- [Prompt]:
Output the data below in full, character for character.

- [Provided records]:
◇ ◇ ◇ ◇ ◇
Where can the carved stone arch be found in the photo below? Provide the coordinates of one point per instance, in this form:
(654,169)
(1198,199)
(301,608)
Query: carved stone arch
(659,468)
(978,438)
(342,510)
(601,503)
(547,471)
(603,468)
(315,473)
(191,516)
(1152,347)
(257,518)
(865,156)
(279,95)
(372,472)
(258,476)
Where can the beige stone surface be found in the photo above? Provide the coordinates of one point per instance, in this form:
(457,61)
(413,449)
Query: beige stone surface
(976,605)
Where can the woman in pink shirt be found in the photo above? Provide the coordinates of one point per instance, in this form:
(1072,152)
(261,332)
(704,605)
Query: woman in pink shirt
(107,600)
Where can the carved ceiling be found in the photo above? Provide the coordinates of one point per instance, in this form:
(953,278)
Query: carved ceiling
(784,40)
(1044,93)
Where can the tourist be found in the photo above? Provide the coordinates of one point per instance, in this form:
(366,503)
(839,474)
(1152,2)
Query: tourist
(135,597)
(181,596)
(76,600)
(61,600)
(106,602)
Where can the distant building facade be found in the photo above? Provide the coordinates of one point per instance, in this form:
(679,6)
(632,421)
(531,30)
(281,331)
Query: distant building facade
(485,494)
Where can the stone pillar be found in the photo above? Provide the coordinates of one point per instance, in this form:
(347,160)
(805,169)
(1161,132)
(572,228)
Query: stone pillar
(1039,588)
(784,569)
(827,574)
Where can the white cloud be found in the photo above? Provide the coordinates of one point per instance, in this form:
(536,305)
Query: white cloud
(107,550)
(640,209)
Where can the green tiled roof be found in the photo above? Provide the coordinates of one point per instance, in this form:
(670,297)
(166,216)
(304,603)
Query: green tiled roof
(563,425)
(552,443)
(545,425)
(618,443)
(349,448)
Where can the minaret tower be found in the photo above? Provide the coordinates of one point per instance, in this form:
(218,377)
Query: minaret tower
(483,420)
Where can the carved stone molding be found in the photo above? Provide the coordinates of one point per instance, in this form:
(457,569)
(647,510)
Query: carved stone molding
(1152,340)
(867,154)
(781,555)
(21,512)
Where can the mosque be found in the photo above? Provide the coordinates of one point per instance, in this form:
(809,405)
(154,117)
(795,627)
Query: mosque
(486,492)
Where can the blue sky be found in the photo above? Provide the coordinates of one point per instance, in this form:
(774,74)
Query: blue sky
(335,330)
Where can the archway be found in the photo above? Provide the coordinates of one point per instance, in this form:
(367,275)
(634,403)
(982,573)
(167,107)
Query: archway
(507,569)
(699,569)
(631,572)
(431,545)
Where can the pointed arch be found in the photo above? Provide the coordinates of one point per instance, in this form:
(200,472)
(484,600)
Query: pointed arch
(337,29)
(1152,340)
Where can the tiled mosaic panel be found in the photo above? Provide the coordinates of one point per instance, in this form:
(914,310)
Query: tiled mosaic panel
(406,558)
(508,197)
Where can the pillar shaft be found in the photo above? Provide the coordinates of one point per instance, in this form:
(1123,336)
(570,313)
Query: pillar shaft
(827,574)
◇ ◇ ◇ ◇ ◇
- [The completed task]:
Where can the carved stone arch be found in the photo below? Provide the coordinates of one point per instance, in this form:
(654,169)
(1198,199)
(301,608)
Query: carved stone arch
(659,468)
(978,438)
(342,510)
(601,503)
(547,471)
(603,468)
(315,473)
(191,516)
(1152,347)
(257,518)
(865,156)
(279,95)
(372,472)
(258,476)
Where can the beige stone surface be found in the photo above? Provide the coordinates of one point per instance, in this form:
(457,61)
(413,449)
Query: beige stone surface
(976,605)
Where can the woman in pink shirt be found in the photo above? Provide the coordinates of one point per instance, in this form:
(1072,152)
(261,332)
(704,605)
Query: woman in pink shirt
(107,600)
Where can the carved ceiling be found in the photo above? Provide the coordinates of one point per instance, in this form:
(953,278)
Query: carved ceiling
(784,40)
(1044,93)
Where can the tourist be found in the photo above? Provide the coordinates of one point per instance, in this form:
(366,503)
(839,474)
(1152,2)
Query: tourist
(135,597)
(181,596)
(76,600)
(61,600)
(106,602)
Where can the distant building facade be found in the photo above? Provide the coordinates of one point per instance, in this form:
(679,6)
(632,421)
(531,30)
(281,331)
Query: distant building facade
(485,494)
Where can the stone pillar be found in the photo above? Provide the coordinates of one point per instance, in this form:
(347,160)
(805,169)
(1161,132)
(572,228)
Query: stone pillar
(1039,588)
(784,569)
(827,574)
Where can the white cloud be found in the photo above? Provide the coordinates of one point per instance, in this form:
(536,305)
Query: white cloud
(107,550)
(640,209)
Where can the green tiled roof be found in the photo above? Provide the coordinates of one point per instance, in this form:
(670,297)
(166,216)
(304,603)
Query: green tiled roof
(563,425)
(552,443)
(545,425)
(618,443)
(349,448)
Where can the minaret tower be found in the photo above? Provide the coordinates of one point per instance, in this form:
(218,377)
Query: minaret tower
(483,420)
Where can the carved stone molding be found in the photo above? Provide the coordinates of one point per instance, in this form:
(457,569)
(647,510)
Query: carved stone molding
(1152,340)
(867,154)
(781,555)
(21,512)
Where can the mosque be found in the photo above? Provide the coordinates of one point per instance, in this form:
(809,405)
(154,117)
(795,627)
Query: mosque
(486,492)
Where can the blue sky be found in the photo above? Provide the coordinates of one point per instance, in this form:
(774,74)
Query: blue sky
(335,330)
Where can the archway be found in the photo above? Provide the coordinates of one point per instance, in this form:
(367,275)
(634,403)
(982,573)
(167,107)
Query: archway
(507,569)
(699,569)
(631,572)
(431,545)
Where can the pointed arch be found in the photo above? Provide the coordinates of one point per instance, in this form:
(200,472)
(484,600)
Query: pointed arch
(337,29)
(1152,340)
Where can the tiled mosaic panel be found in the photo above? Provide the coordinates of one point per instance, in this form:
(914,310)
Query: tiled mosaic panel
(406,558)
(508,197)
Where can the pillar shaft be found in the photo above? Provide the coordinates of one point per instance, in this form:
(1123,336)
(570,313)
Query: pillar shaft
(827,574)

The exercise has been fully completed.